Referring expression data
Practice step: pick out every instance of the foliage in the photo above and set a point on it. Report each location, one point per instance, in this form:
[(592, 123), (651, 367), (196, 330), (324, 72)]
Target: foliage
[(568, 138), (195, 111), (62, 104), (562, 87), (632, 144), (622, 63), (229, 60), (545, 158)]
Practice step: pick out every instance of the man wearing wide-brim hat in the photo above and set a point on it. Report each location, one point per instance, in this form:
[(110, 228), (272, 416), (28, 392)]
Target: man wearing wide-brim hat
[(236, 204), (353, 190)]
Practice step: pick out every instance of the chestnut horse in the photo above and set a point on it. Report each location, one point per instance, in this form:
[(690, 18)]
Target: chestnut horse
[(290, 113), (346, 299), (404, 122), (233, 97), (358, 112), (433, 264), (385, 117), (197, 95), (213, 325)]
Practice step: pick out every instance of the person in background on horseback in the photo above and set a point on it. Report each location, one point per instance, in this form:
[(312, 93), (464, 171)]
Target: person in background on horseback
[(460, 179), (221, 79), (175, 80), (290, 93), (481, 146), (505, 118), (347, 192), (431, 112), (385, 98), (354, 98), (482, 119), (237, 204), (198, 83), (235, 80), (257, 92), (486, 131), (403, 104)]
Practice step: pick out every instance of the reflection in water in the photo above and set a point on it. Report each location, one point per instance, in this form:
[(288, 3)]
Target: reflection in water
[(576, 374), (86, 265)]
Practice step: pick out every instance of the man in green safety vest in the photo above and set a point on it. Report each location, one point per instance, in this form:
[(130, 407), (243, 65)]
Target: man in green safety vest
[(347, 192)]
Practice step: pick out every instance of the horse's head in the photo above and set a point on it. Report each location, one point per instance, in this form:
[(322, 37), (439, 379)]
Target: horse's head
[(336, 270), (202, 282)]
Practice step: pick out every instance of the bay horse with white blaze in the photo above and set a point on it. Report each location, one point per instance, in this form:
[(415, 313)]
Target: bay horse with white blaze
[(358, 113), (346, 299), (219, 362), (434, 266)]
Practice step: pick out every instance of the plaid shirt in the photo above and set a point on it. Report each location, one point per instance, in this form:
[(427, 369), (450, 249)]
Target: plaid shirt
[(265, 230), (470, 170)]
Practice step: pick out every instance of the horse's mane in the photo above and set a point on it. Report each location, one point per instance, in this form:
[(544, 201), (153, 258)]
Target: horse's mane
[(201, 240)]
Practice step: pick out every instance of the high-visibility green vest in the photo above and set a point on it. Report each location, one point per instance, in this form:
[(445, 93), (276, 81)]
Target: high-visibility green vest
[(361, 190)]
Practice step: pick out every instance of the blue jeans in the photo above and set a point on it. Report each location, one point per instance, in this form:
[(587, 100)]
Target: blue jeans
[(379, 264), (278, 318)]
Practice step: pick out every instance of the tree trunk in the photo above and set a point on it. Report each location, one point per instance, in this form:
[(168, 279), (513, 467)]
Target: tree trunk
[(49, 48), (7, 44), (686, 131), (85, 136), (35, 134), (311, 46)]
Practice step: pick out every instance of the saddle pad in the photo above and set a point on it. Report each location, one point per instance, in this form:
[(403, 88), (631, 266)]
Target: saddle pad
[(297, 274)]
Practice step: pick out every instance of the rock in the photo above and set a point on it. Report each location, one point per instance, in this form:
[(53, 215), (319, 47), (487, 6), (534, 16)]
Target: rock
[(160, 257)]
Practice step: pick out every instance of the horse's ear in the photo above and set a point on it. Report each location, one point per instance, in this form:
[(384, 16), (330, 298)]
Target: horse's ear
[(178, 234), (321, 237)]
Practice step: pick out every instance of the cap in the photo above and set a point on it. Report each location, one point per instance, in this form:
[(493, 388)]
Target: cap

ACTION ITEM:
Repeat the data above starting at the line with "Target: rock" and ending at its last line, exactly, with no other lines.

RESPONSE AREA:
Target: rock
[(160, 257)]
Practice step: pick out every instance of the horse's ear in the photo above and set a point on it. Report each location, one point per instance, in this form:
[(384, 16), (330, 298)]
Target: horse's ear
[(178, 234), (321, 237)]
Practice step: pick out every instance of the cap in the photo above and set a point on it. Report each location, one point per instance, in this form:
[(493, 388)]
Target: cap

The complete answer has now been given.